---------- MATERIAL FOR THIS TASK ----------

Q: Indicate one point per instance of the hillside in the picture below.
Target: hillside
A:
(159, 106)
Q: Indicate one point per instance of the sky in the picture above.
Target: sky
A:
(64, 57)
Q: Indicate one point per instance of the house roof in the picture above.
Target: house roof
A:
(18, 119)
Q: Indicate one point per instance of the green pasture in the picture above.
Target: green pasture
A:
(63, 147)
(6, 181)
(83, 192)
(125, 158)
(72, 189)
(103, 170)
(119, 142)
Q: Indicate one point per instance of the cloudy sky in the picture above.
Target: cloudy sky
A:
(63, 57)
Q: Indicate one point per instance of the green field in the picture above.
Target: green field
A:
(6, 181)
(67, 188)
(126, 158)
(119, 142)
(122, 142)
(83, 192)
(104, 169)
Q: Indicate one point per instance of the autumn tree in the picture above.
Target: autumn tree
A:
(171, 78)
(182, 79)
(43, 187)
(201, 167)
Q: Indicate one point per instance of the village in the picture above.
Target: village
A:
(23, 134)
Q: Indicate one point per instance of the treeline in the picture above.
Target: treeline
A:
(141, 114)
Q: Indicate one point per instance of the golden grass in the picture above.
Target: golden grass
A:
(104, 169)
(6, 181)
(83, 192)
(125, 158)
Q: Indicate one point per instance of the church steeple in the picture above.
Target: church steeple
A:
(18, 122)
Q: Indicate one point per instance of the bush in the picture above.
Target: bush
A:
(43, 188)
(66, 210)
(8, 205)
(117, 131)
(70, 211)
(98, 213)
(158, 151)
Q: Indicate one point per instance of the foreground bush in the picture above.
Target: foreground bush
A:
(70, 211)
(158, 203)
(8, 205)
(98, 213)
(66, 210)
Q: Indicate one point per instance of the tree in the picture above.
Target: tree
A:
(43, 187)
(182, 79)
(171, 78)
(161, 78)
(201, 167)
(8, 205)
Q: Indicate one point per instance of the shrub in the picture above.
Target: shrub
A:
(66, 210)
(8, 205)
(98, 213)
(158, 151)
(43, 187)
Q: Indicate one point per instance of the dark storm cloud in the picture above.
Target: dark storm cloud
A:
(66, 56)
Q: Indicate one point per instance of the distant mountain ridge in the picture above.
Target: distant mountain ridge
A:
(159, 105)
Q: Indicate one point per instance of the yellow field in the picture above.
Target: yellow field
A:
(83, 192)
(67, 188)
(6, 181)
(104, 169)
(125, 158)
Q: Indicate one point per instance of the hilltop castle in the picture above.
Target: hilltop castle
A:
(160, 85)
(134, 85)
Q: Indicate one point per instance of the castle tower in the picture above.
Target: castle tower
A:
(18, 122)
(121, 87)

----------

Scan the material line by line and report each one that contains "hilltop".

Q: Indicate one point per instance of the hilltop castle in the picture above.
Target: hilltop castle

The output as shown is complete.